Exercise set —
[1] Reproduce the part of the article on Superstorm Sandy and snowfall that begins at "February 1, 2013" and ends after "New Jersey shore.", substituting "Hispaniola" for "Cuba".
[2] In the article on Superstorm Sandy and snowfall, where did the storm ultimately make landfall?
[3] Carry on the article on Superstorm Sandy and snowfall from its last sentence.

Text excerpt —
START

February 1, 2013
By Thomas A. Horne
Snowmageddon covered the East Coast during a 2010 storm.
It’s November 2012 as I write this, and winter weather has already made its first bold appearance in the form of Superstorm Sandy. Sandy began as a tropical depression south of Jamaica on October 22, became a tropical storm, went to hurricane status before crossing Cuba, lost some of its punch as it went through the Bahamas, then reintensified to hurricane status by October 28. By this time it was well east of North Carolina’s Outer Banks. But then the storm was drawn into the circulation of a huge upper-level trough over the eastern United States. This, along with the blocking effects of high pressure centered over Greenland, made the storm turn left, ultimately making landfall along the New Jersey shore.
What does any of this have to do with snowfall? Well, the storm’s counterclockwise circulation drew in a lot of cold air from that Greenland high. And while colder, drier air usually means the beginning of the end of a hurricane, in this case it meant that the cold air was cold enough to cause snow to fall along the Appalachians. This is a good example of wraparound precipitation mechanics. Take air that’s cold enough, let it get sucked around the north side of a low that’s full of precipitation, and presto: snow from a hurricane.

END

Given material —

START

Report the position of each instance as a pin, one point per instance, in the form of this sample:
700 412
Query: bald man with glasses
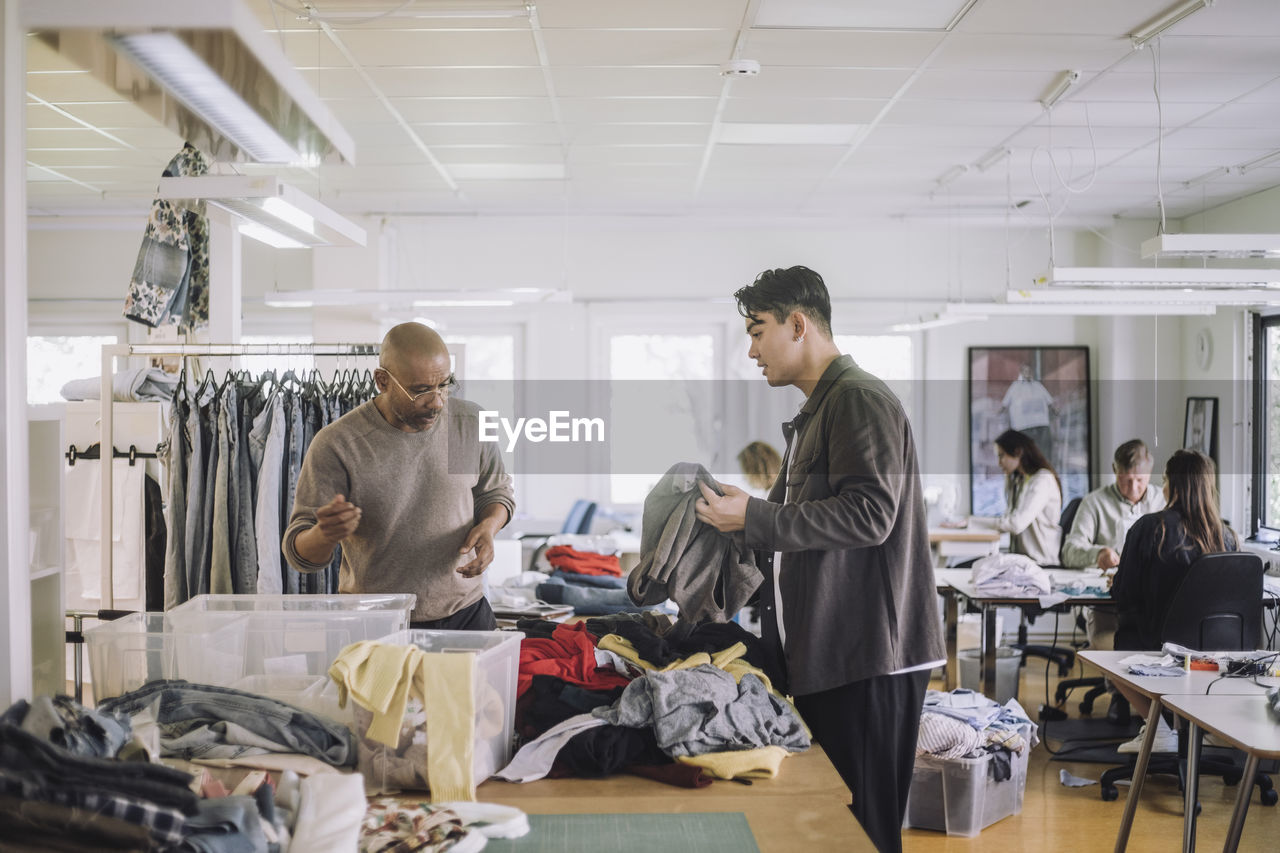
407 489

END

In response —
[1]
February 1, 2013
By Thomas A. Horne
Snowmageddon covered the East Coast during a 2010 storm.
It’s November 2012 as I write this, and winter weather has already made its first bold appearance in the form of Superstorm Sandy. Sandy began as a tropical depression south of Jamaica on October 22, became a tropical storm, went to hurricane status before crossing Hispaniola, lost some of its punch as it went through the Bahamas, then reintensified to hurricane status by October 28. By this time it was well east of North Carolina’s Outer Banks. But then the storm was drawn into the circulation of a huge upper-level trough over the eastern United States. This, along with the blocking effects of high pressure centered over Greenland, made the storm turn left, ultimately making landfall along the New Jersey shore.

[2] Along the New Jersey shore.

[3]
This example is interesting because it illustrates how nor’easters along the East Coast can create widespread snowfall. Wraparound moisture is the big reason why many airports east of the Appalachians can be closed by winter weather. Wraparound precipitation can be easily observed by locating high cloud tops forming in a dense comma moving around a center of low pressure. Often, those lows are off Cape Hatteras, which explains why some call them “Hatteras lows.” If you loop a satellite image, you’ll see that those clouds are moving counterclockwise, or trending that way. If your proposed flight path is in the line of fire, you’ve been warned.
Nor’easters—so called because their worst weather comes on winds out of the northeast—are but one type of major winter snowmaker, and they affect areas from North Carolina to the Canadian Maritime provinces. Here are some other areas to watch for snow trouble:
Pacific Northwest. Very often, North America’s biggest snow systems enter the United States in or near Washington state, then travel across the width of the nation. In the days before landfall, keep an eye on satellite imagery of the northern Pacific. See any large cloud bands travelling in the telltale comma shape? Looping the imagery will show the counterclockwise motion that signals any big low-pressure system.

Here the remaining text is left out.